▶ TASK TO CARRY OUT:
Repeat word for word the stretch of the Gaston Day School article from "Gaston Day School is open at full capacity." through "for private schools.".

-- GIVEN TEXT follows --

Gaston Day School is open at full capacity. Two and a half weeks into the year, there have been no coronavirus cases.

GASTON COUNTY, N.C. — As public schools across North Carolina continue to navigate the uncharted waters of the COVID-19 pandemic, private schools don't have to follow the same state guidelines as their public counterparts. 

In fact, many private schools in the Charlotte area are offering in-person learning options, which resulted in an increase in interest from parents of public school students. As public schools, like Charlotte-Mecklenburg Schools, work towards bringing kids back into the classroom, administrators can look at what's working for private schools. 

Gaston Day School is open at full capacity with a lot of safety measures in place. Halfway into the third week, there have been no positive coronavirus cases. Students are spaced out in the classroom and buildings and kept in the same small groups. They’re required to wear masks and undergo daily health screenings.

-- GIVEN TEXT concluded --
-- LISTED ENTRIES follows --

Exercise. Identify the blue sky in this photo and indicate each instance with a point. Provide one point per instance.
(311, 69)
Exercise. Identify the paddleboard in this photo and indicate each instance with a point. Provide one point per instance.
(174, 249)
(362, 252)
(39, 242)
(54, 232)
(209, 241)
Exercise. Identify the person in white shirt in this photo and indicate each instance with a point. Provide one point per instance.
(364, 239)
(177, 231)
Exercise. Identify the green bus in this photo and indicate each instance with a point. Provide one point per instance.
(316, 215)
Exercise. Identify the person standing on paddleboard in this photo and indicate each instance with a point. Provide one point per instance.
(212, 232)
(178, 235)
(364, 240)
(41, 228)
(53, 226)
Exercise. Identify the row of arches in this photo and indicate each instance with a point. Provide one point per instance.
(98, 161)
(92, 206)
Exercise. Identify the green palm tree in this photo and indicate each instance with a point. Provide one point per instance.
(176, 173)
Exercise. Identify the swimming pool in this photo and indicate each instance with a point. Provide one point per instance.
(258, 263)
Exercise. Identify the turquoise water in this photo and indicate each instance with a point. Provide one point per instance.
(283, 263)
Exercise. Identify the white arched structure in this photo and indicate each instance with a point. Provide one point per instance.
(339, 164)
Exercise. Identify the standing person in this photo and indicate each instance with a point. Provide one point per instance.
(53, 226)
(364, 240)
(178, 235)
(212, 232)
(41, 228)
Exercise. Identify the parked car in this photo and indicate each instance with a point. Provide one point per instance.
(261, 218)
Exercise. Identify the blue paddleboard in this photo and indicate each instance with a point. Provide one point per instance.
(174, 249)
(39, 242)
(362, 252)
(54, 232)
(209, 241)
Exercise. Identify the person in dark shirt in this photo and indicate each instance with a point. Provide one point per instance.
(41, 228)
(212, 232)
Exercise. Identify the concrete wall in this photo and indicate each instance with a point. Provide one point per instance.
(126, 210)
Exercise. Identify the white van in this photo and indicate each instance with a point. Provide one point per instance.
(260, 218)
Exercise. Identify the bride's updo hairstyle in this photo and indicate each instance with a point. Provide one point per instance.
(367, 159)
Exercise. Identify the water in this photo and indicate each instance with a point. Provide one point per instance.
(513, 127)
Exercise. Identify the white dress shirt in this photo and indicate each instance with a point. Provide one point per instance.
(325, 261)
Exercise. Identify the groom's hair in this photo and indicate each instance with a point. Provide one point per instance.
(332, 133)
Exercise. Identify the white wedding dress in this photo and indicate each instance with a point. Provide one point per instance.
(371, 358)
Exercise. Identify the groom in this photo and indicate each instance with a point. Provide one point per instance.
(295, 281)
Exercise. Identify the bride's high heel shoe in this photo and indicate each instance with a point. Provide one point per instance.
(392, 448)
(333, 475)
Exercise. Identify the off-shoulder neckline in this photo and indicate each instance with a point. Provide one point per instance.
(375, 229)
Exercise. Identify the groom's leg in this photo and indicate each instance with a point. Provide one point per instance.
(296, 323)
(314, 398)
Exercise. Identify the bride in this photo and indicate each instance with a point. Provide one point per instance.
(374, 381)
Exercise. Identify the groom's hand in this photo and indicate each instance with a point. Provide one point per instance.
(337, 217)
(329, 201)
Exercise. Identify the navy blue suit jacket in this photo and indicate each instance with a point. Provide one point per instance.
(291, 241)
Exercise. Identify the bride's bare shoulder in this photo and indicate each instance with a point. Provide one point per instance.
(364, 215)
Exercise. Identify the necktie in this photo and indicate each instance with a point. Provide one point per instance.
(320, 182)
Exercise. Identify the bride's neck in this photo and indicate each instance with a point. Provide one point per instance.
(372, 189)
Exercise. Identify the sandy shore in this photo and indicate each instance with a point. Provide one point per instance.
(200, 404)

-- LISTED ENTRIES concluded --

▶ SOLUTION FOR THIS EXERCISE:
Gaston Day School is open at full capacity. Two and a half weeks into the year, there have been no coronavirus cases.

GASTON COUNTY, N.C. — As public schools across North Carolina continue to navigate the uncharted waters of the COVID-19 pandemic, private schools don't have to follow the same state guidelines as their public counterparts. 

In fact, many private schools in the Charlotte area are offering in-person learning options, which resulted in an increase in interest from parents of public school students. As public schools, like Charlotte-Mecklenburg Schools, work towards bringing kids back into the classroom, administrators can look at what's working for private schools.